* **GIVEN TEXT**:
Absent performance measures in clinical settings, the relationship of UCSOM CPE scores to other assessments of PE skills may provide some indication of the transfer of skills beyond the UCSOM CPE. The correlations between the various UCSOM clinical skills assessments are similar to the correlations between cases of an OSCE, which has been shown to be in the range of 0.1 to 0.3 between stations.11,12 These correlations between different PE assessments are consistent with case specificity, since each of the system-based assessments included different subsets of CPE and non-CPE items. Correlations between performance on these PE assessments and measures of PE skill during clerkships would strengthen this inference.
The relatively low M3 OSCE PE scores are striking, and consistent with low PE scores in other studies of end-of-M3 OSCEs. 13,14,15 The lower scores in M3 may be due to a decay in PE skills during clinical clerkships; alternatively, M3 students may know how to perform the maneuvers but struggle to select the appropriate PE items to perform in a given encounter, indicating the need for more practice in clinical reasoning. This could be addressed by adding a hypothesis-driven (i.e. HDPE) component to PE instruction, to provide practice in the use of the PE in the service of accurate diagnosis of the patient.2
The implication inference (applying the score to inform a decision) was probed by exploring the impact of different passing standards. The consensus pass-fail cut scores and the normative cut scores were significantly lower than the cut score established using the modified Angoff procedure, which resulted in an unacceptably high failure rate. Our experience at UCSOM suggests that the Angoff 90% cut score may represent the PE competence of a student who is well prepared for entering into supervised clinical practice in the clinical clerkships, rather than that of the targeted minimally competent or borderline student who is preparing for entry into a pre-clinical supervised preceptorship. Repeating the Angoff exercise after a more detailed discussion of the target student and the intended inference might correct this disjunct. In the meantime, the clinical skills course directors considered the 80% consensus pass-fail cut score for entry into supervised practice within a clinical preceptorship experience as both defensible, because of the lack of high correlations of the CPE to other PE competence assessments, and practical, because of the costs involved in remediating large numbers of students.

* **DATASET**:
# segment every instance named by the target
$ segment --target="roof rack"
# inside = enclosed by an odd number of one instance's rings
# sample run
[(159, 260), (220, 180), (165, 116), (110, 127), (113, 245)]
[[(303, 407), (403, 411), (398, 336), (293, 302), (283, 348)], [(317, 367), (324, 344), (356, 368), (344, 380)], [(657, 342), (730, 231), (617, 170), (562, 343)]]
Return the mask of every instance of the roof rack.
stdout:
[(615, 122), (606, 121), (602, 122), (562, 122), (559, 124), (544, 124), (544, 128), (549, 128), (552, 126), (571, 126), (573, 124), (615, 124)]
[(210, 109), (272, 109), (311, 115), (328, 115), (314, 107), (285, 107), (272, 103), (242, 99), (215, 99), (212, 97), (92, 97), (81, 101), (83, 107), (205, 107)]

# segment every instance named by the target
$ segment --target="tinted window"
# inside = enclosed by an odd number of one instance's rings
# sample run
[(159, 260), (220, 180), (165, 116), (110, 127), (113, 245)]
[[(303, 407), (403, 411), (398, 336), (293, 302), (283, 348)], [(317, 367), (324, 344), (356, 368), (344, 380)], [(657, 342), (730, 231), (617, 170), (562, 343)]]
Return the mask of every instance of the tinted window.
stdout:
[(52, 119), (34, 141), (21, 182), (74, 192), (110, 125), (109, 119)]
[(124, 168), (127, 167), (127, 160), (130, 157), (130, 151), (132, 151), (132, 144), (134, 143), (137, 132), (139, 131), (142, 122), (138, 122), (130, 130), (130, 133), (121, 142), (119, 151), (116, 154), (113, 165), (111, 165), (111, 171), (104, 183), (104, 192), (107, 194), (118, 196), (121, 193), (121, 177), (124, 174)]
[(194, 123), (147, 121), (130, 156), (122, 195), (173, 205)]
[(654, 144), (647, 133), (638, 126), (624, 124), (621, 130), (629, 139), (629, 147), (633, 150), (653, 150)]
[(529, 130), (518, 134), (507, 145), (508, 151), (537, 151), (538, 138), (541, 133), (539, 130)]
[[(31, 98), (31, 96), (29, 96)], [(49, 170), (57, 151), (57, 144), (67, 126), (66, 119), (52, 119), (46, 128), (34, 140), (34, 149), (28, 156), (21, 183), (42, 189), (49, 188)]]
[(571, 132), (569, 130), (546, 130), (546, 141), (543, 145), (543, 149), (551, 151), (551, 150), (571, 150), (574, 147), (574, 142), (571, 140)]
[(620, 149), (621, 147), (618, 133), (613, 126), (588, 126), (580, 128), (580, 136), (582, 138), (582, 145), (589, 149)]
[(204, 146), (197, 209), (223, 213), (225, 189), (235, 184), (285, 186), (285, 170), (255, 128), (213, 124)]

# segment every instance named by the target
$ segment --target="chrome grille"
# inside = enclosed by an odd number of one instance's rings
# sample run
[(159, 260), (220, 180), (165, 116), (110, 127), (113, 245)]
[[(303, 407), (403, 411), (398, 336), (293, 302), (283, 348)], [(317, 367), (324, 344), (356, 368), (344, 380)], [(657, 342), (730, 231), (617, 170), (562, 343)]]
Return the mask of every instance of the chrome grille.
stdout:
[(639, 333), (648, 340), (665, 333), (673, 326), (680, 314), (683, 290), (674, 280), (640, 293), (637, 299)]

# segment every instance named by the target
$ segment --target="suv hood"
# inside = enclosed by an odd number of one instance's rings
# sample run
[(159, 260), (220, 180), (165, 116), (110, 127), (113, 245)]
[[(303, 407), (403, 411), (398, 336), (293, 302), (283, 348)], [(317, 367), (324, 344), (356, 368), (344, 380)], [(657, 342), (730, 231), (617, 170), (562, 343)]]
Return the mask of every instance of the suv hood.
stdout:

==

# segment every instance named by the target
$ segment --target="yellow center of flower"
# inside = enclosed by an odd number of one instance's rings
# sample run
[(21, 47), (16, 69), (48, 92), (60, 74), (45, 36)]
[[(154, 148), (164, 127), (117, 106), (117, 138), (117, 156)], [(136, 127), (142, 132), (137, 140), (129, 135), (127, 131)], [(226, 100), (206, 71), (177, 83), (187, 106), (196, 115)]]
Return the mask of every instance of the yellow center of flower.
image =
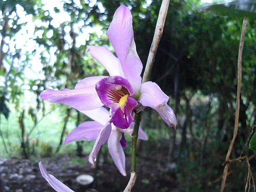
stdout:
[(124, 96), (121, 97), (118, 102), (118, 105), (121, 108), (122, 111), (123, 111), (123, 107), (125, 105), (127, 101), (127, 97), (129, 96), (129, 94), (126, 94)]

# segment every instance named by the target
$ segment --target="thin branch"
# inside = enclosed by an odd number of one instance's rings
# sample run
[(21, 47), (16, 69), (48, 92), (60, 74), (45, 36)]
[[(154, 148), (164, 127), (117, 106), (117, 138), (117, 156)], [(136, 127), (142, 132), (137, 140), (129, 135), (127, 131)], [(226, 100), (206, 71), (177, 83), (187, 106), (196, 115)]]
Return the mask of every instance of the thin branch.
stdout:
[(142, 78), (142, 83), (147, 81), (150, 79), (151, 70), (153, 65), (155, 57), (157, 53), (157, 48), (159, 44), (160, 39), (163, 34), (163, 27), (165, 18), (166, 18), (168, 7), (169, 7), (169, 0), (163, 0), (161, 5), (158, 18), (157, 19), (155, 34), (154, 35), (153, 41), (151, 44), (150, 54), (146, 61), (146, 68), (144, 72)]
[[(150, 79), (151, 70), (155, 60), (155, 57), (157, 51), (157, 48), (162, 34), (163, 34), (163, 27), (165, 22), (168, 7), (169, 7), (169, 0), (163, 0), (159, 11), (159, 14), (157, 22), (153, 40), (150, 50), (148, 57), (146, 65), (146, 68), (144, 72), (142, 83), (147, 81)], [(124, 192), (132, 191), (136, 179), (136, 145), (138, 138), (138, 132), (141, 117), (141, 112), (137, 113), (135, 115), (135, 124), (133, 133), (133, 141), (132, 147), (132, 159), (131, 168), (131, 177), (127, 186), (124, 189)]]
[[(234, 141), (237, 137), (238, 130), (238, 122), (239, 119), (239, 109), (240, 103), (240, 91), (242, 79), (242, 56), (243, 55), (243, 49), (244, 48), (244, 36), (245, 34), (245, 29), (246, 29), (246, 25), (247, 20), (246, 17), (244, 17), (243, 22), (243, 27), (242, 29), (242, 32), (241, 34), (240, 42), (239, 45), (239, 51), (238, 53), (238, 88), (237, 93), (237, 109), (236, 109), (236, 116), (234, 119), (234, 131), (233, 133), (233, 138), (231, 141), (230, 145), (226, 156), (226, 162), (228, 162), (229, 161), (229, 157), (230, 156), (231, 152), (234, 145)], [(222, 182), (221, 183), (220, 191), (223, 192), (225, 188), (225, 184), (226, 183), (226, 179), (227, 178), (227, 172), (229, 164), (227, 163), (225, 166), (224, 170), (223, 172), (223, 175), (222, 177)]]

* **TASK SET**:
A. Reproduce part of the PE assessment passage, beginning at the words "Absent performance measures" and stopping after the words "strengthen this inference.".
B. According to the PE assessment passage, what range of correlations between OSCE stations has been shown?
Work only from the PE assessment passage, not from the items.

* **TASK-BY-TASK RESULTS**:
A.
Absent performance measures in clinical settings, the relationship of UCSOM CPE scores to other assessments of PE skills may provide some indication of the transfer of skills beyond the UCSOM CPE. The correlations between the various UCSOM clinical skills assessments are similar to the correlations between cases of an OSCE, which has been shown to be in the range of 0.1 to 0.3 between stations.11,12 These correlations between different PE assessments are consistent with case specificity, since each of the system-based assessments included different subsets of CPE and non-CPE items. Correlations between performance on these PE assessments and measures of PE skill during clerkships would strengthen this inference.

B. 0.1 to 0.3